- **WHAT TO WORK ON**: Gather every line of the listing below that contains the word "light". Treat uppercase and lowercase as distinct.

Source data:

++++

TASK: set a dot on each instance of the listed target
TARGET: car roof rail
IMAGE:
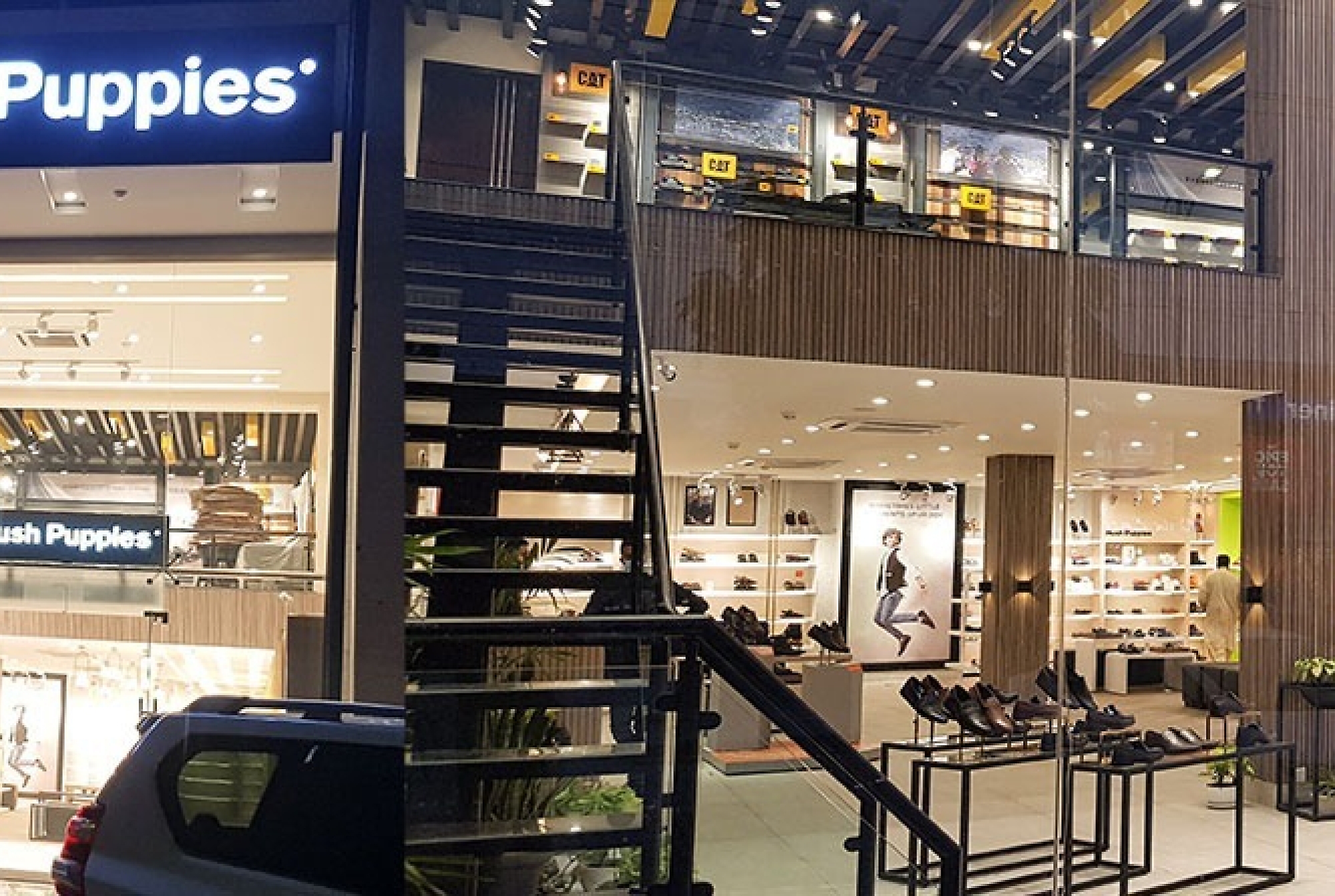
(317, 710)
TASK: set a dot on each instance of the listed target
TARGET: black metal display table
(1312, 702)
(995, 869)
(1125, 867)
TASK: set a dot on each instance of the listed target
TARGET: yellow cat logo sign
(977, 197)
(719, 165)
(593, 80)
(878, 120)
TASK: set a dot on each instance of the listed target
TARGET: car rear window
(321, 813)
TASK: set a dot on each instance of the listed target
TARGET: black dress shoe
(924, 702)
(1253, 735)
(1190, 737)
(1135, 753)
(969, 714)
(1167, 742)
(1226, 705)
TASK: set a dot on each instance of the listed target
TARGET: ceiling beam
(875, 49)
(851, 37)
(1127, 73)
(659, 20)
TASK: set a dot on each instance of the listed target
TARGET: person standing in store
(892, 578)
(1220, 599)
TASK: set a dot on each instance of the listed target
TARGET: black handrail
(747, 675)
(649, 460)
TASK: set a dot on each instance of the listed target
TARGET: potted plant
(1222, 774)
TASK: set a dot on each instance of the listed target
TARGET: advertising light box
(262, 95)
(83, 539)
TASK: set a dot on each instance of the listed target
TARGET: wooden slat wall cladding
(1018, 544)
(1289, 440)
(748, 286)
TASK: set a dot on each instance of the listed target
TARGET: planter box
(1318, 695)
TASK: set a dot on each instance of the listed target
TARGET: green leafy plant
(1314, 670)
(1222, 773)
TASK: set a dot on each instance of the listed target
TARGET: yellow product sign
(977, 197)
(719, 165)
(878, 120)
(593, 80)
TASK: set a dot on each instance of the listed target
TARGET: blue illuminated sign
(169, 97)
(85, 539)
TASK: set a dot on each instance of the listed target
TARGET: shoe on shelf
(1226, 705)
(1135, 753)
(967, 713)
(1034, 709)
(1169, 742)
(1253, 735)
(924, 702)
(1190, 737)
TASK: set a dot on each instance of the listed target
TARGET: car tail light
(67, 873)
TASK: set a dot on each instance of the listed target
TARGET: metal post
(860, 189)
(686, 779)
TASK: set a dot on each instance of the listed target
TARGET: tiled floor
(782, 834)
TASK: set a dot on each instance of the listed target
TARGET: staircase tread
(443, 834)
(535, 755)
(524, 687)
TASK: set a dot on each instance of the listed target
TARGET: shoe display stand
(1310, 706)
(990, 870)
(1133, 559)
(1115, 862)
(572, 140)
(775, 584)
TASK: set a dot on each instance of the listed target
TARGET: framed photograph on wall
(700, 504)
(33, 725)
(900, 570)
(742, 506)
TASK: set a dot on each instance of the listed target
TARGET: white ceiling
(196, 354)
(188, 200)
(722, 412)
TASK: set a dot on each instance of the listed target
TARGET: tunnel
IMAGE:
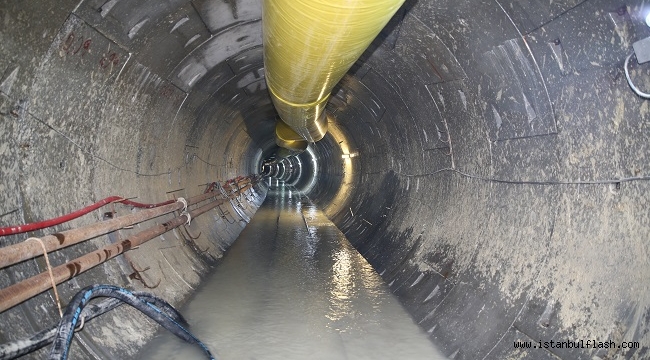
(486, 157)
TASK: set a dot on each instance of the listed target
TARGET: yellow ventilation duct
(308, 46)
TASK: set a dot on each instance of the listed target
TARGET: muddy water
(292, 287)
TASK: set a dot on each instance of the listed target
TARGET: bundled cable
(19, 348)
(157, 310)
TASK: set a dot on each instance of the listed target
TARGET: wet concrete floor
(292, 287)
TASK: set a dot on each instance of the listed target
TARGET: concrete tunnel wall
(469, 118)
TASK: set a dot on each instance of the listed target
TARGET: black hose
(19, 348)
(73, 312)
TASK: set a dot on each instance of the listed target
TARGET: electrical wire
(19, 229)
(22, 347)
(629, 79)
(72, 315)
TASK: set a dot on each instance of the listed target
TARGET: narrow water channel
(292, 287)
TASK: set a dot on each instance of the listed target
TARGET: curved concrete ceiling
(500, 186)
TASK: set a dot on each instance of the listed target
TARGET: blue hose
(61, 345)
(22, 347)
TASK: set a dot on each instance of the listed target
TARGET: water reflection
(292, 287)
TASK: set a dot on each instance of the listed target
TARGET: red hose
(19, 229)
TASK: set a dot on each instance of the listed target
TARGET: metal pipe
(22, 251)
(19, 229)
(28, 288)
(308, 46)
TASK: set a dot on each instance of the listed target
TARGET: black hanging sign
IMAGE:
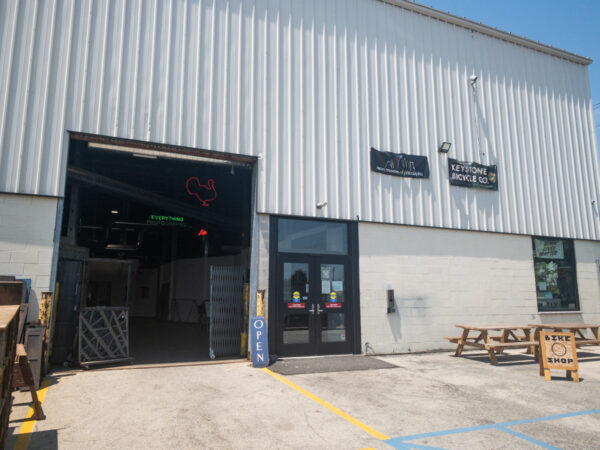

++++

- **FINISHED ANSWER**:
TARGET: advertising light box
TARGET: car tail light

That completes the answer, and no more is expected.